Defendant further argues that MCR 3.202(A) is unconstitutional because it is in conflict with the statutory requirements of MCL 552 .6. However, as noted above, the court rule does not change the statutory provisions pertaining to divorce and, therefore, the premise of defendant's argument fails.
The above reasoning is equally applicable to this case. Had the Legislature intended to prohibit an action by a guardian on behalf of a spouse, it could have expressly said so in the language of MCL 552.11.6 Nothing within the language of MCL 552.11 expressly prohibits a guardian or conservator from filing a complaint for divorce on behalf of an incompetent spouse. Consequently, we reject defendant's argument on this issue.
B. JURISDICTION TO ENTER A DIVORCE
Turning now to the second issue raised by defendant, we must decide whether the trial court properly denied defendant's second motion for summary disposition, which challenged the trial court's authority to enter a divorce judgment. As we have already noted, this Court reviews de novo a trial court's decision on a motion for summary disposition. Driver, 490 Mich. at 246. To the extent this Court's review requires consideration of subject-matter jurisdiction, our review is also de novo. Pontiac Food Ctr v. Dep't of Community Health, 282 Mich.App 331, 335; 766 NW2d 42 (2009). Issues of constitutional interpretation are likewise reviewed de novo. Mich Dep't of Transp v. Tomkins, 481 Mich. 184, 190; 749 NW2d 716 (2008).
At issue is the meaning of Article 1, § 25 of the Michigan Constitution of 1963. In interpreting constitutional provisions, the primary duty of the judiciary is to ascertain the purpose and intent of the provision at issue. Adair v. State, 486 Mich. 468, 477; 785 NW2d 119 (2010). In doing so, courts apply the rule of common understanding—“the interpretation given the provision should be the sense most obvious to the common understanding and one that reasonable minds, the great mass of the people themselves, would give it.” Id. (internal quotation marks and citations omitted). Words should be given their common and most obvious meaning, and consideration of dictionary definitions utilized at the time of passage for undefined terms can be appropriate. Nat'l Pride at Work, Inc v. Governor, 481 Mich. 56, 67, 69, 73, 75; 748 NW2d 524 (2008).

> WORK INSTRUCTION 1
Repeat everything in the court opinion excerpt from "Defendant further argues" down to "defendant's argument fails.".
> WORK INSTRUCTION 2
Answer these from the court opinion excerpt:
(a) Under the heading "B. JURISDICTION TO ENTER A DIVORCE," which motion of the defendant's must the court decide was properly denied?
(b) Which constitutional provision does the court say is at issue?
(c) What standard of review applies to issues of constitutional interpretation?

> SUPPLIED MATERIAL
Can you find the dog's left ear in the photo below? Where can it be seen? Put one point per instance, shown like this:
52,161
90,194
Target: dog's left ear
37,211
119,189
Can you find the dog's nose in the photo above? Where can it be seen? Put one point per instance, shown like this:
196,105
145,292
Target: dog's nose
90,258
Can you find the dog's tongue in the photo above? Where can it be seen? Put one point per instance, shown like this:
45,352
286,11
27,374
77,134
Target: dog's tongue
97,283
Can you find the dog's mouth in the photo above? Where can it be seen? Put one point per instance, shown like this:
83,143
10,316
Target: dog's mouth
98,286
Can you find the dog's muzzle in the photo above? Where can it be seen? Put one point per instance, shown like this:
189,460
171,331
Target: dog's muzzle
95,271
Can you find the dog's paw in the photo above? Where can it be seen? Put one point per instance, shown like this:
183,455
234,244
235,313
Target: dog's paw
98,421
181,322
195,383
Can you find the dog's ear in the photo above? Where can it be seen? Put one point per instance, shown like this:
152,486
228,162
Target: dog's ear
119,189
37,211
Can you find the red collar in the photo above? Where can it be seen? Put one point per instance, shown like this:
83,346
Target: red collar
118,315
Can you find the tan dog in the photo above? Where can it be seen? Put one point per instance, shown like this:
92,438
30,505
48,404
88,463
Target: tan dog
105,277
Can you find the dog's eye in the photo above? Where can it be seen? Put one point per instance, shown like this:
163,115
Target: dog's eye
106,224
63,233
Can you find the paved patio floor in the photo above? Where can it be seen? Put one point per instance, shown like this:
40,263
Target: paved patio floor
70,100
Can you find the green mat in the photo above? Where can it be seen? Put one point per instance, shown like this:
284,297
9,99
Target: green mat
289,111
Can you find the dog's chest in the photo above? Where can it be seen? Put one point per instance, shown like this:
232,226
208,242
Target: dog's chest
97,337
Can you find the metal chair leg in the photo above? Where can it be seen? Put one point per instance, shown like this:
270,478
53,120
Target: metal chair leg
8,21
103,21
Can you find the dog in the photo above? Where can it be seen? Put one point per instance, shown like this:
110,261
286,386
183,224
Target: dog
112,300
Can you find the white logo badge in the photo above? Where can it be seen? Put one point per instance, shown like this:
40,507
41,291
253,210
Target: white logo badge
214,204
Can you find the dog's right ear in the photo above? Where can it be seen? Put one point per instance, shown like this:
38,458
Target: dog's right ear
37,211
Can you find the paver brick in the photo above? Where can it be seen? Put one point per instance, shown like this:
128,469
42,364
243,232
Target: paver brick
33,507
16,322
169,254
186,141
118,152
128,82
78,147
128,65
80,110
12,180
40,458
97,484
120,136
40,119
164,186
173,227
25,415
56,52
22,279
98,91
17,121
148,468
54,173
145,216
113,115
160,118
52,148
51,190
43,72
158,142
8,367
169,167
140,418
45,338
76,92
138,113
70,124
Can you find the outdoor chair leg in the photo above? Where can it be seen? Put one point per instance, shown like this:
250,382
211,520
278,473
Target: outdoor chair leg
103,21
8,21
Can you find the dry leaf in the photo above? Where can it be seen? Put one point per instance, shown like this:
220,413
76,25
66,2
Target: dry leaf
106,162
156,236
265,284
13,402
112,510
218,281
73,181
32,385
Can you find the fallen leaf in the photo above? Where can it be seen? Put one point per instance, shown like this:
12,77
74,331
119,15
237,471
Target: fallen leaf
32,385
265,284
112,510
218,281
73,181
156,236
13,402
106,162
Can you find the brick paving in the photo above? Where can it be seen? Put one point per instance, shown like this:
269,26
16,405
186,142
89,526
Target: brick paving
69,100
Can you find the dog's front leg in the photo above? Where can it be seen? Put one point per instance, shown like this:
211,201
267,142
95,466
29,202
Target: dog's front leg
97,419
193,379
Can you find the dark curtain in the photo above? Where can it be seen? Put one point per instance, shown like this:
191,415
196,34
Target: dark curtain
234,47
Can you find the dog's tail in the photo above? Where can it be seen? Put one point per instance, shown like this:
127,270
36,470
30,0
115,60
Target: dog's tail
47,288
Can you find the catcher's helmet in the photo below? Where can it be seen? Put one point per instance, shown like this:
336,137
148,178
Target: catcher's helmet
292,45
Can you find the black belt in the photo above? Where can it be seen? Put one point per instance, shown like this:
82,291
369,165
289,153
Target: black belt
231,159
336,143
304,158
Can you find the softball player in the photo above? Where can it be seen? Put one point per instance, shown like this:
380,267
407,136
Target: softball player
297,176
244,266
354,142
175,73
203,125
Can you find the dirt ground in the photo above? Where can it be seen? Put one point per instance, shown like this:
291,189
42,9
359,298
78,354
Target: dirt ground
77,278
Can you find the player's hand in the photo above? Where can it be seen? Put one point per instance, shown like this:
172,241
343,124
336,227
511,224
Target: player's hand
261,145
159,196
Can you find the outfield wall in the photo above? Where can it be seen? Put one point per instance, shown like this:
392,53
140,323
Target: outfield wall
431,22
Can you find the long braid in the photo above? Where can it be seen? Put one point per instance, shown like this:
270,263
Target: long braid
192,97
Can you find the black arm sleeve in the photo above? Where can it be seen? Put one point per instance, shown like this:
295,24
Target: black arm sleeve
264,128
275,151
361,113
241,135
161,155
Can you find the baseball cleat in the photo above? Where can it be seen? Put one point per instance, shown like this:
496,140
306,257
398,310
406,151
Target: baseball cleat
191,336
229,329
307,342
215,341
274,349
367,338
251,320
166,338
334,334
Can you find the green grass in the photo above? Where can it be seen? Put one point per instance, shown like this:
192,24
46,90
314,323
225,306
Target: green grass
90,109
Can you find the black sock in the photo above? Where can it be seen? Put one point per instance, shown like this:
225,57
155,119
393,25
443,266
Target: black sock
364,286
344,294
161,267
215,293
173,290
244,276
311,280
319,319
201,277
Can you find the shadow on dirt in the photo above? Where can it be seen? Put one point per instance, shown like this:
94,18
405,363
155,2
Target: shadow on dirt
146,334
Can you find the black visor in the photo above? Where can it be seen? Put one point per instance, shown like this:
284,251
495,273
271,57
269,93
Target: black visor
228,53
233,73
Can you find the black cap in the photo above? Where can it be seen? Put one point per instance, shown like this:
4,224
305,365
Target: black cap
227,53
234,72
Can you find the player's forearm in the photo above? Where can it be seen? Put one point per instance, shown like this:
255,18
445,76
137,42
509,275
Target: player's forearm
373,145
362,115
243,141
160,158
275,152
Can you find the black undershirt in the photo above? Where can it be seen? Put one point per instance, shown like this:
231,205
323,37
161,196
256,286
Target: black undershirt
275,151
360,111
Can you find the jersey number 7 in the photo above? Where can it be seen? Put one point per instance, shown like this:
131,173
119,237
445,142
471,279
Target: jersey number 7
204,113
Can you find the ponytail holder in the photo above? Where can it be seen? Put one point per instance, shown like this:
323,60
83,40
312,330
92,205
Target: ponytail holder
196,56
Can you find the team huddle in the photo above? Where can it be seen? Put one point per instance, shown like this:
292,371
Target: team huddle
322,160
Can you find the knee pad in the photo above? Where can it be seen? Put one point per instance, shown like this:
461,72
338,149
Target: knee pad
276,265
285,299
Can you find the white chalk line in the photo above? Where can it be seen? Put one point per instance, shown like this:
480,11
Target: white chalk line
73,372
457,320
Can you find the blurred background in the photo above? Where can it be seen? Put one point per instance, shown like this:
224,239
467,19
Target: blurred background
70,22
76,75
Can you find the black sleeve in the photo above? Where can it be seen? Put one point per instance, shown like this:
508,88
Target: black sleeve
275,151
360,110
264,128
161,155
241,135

> RESPONSE BOX 1
Defendant further argues that MCR 3.202(A) is unconstitutional because it is in conflict with the statutory requirements of MCL 552 .6. However, as noted above, the court rule does not change the statutory provisions pertaining to divorce and, therefore, the premise of defendant's argument fails.

> RESPONSE BOX 2
(a) The defendant's second motion for summary disposition, which challenged the trial court's authority to enter a divorce judgment.
(b) Article 1, § 25 of the Michigan Constitution of 1963.
(c) De novo.